::: GIVEN TEXT

# Hurricane Hermine



## Auntie (Oct 4, 2014)

Our family and church is praying for everyone's safety. I ask as a group that we say a prayer for the safety and strength of the people that will be in the path of this destructive storm. Please if you are in the path take whatever precautions you need to take. Life is more important than material possessions.

Hurricane Hermine takes aim at Florida - CNN.com

No quotes


----------



## rice paddy daddy (Jul 17, 2012)

We just watched the local TV county-by-county update. The eye will pass west of us, which puts us on the bad side of the storm.
50-70 MPH winds, gusts higher, lots of rain (we need it), tornadoes likely. We are far enough inland to not worry about any storm surge, and far enough from the river flooding will not be a concern.
Dogs and us will be hunkered down. Horses are already in their stalls, which I built using wind code experience from living in South Florida. There's not much we can do for the chickens beyond what they already have.
Our mobile home was built and anchored to meet the Florida wind codes for mobiles - 110 MPH.
From around 8 PM tonight till 5 AM tomorrow will be the worst.

Thank you for your prayers. My wife and I are prayin' hard, too.


----------



## sideKahr (Oct 15, 2014)

Good luck, RPD.


----------



## Auntie (Oct 4, 2014)

@rice paddy daddy will you be able to update us if you have no power? In case you didn't know I am a worrier.


----------



## rice paddy daddy (Jul 17, 2012)

Auntie said:


> @rice paddy daddy will you be able to update us if you have no power? In case you didn't know I am a worrier.


If we lose power here for any appreciable time, I can always go to one of the nearby towns for free WiFi from McDonalds.

The first of the outer bands is blowing thru now. Lightning, 40 mph or so winds, heavy rain. Just like a normal Florida afternoon rain storm.
The big stuff comes later.

The 6:30 national news is coming on shortly. I watch ABC, I wonder what they are going to show? We can automatically assume a reporter in a rain slicker standing on the beach with the driving rain.


----------



## Slippy (Nov 14, 2013)

Just cranked out a short prayer.

First Tornado to hit FLA in a 11 yrs say the Weather Channel, Accu Weather folks. Wow, wouldn't have guessed that.

Hermine looms as first hurricane to make landfall in Florida in 11 years


----------



## Prepared One (Nov 5, 2014)

Hunker down and be safe RPD.


----------



## Camel923 (Aug 13, 2014)

May God be with those who want and need His protection.


----------



## jim-henscheli (May 4, 2015)

How are the other boat dwellers holding up? I know there are a couple.

::::::
::: MATERIAL SUPPLIED

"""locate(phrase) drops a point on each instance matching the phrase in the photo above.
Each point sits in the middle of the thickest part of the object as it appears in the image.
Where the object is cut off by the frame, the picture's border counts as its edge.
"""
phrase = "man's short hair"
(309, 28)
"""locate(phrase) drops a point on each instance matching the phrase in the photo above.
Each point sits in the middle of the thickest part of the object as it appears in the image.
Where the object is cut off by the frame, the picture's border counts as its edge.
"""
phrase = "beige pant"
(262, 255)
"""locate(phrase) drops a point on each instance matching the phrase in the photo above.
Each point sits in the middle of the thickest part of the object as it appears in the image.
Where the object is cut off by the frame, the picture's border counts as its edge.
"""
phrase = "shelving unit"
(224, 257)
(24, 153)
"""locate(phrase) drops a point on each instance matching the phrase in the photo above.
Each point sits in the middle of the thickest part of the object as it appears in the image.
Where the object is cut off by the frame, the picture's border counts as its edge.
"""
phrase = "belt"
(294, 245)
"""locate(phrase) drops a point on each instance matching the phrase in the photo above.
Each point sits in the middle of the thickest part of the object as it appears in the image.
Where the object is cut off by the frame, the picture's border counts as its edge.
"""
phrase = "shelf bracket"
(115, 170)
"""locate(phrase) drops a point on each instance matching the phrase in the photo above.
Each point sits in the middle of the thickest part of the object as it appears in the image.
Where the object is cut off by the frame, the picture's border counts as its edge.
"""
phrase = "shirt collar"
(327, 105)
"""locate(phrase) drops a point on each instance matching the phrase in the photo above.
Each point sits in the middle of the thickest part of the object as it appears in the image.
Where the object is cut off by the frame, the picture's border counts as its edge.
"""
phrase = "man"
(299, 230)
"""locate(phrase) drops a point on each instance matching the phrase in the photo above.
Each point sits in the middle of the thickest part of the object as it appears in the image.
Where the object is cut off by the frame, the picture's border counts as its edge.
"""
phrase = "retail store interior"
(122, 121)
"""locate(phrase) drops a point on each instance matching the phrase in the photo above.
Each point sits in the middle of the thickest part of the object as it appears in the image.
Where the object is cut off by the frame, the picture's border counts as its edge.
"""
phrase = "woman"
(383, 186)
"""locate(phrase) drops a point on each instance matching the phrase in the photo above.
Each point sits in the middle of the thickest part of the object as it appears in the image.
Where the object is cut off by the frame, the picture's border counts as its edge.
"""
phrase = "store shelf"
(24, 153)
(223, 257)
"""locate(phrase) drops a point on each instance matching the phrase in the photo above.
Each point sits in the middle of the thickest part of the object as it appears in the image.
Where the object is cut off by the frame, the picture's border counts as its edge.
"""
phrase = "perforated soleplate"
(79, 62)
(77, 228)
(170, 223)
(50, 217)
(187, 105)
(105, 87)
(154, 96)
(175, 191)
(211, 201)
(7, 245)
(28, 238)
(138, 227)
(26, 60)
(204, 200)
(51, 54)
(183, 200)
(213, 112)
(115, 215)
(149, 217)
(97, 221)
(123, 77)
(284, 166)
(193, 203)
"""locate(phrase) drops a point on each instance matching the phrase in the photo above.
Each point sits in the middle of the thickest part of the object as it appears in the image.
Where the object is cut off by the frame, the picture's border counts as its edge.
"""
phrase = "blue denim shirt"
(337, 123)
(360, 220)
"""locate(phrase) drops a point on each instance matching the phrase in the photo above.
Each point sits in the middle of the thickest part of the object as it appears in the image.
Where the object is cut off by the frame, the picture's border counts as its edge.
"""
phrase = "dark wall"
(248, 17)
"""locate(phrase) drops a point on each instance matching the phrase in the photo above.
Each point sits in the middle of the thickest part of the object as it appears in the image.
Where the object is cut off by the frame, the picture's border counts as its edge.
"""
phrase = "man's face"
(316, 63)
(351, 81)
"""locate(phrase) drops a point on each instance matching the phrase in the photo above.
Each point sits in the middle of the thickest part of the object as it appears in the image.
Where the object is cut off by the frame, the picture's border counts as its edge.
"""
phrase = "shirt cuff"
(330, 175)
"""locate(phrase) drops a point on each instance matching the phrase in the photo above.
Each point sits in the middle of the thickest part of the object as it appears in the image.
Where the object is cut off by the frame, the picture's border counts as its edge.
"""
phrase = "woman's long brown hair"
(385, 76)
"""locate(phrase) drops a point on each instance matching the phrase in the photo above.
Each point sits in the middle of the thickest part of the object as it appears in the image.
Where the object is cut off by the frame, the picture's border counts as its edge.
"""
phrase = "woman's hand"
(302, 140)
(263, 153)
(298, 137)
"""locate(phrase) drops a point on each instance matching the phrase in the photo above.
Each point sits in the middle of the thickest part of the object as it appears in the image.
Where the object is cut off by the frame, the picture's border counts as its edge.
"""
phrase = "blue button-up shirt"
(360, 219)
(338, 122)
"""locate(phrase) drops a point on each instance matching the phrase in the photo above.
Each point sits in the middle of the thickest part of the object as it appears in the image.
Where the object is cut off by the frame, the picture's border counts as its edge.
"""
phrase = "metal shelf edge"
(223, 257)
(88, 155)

::::::

> PROBLEMS AND TASKS
1) According to the Hurricane Hermine thread, why does rice paddy daddy not expect storm surge or river flooding to be a problem where he lives? Answer in one to three sentences.
2) Answer these from the Hurricane Hermine thread:
(a) What wind speed was rice paddy daddy's mobile home built and anchored to meet?
(b) Where does he plan to get free WiFi if the power goes out for a long time?
(c) Which network's national news does he watch?
3) Reproduce the Hurricane Hermine thread from "Dogs and us" down to "they already have.".
These entries come from a different source than the Hurricane Hermine thread.

> CORRECT ANSWERS
1) He says his home is far enough inland that storm surge is not a worry. It is also far enough from the river that flooding will not be a concern.

2)
(a) 110 MPH, the Florida wind code for mobile homes.
(b) From McDonalds in one of the nearby towns.
(c) ABC.

3)
Dogs and us will be hunkered down. Horses are already in their stalls, which I built using wind code experience from living in South Florida. There's not much we can do for the chickens beyond what they already have.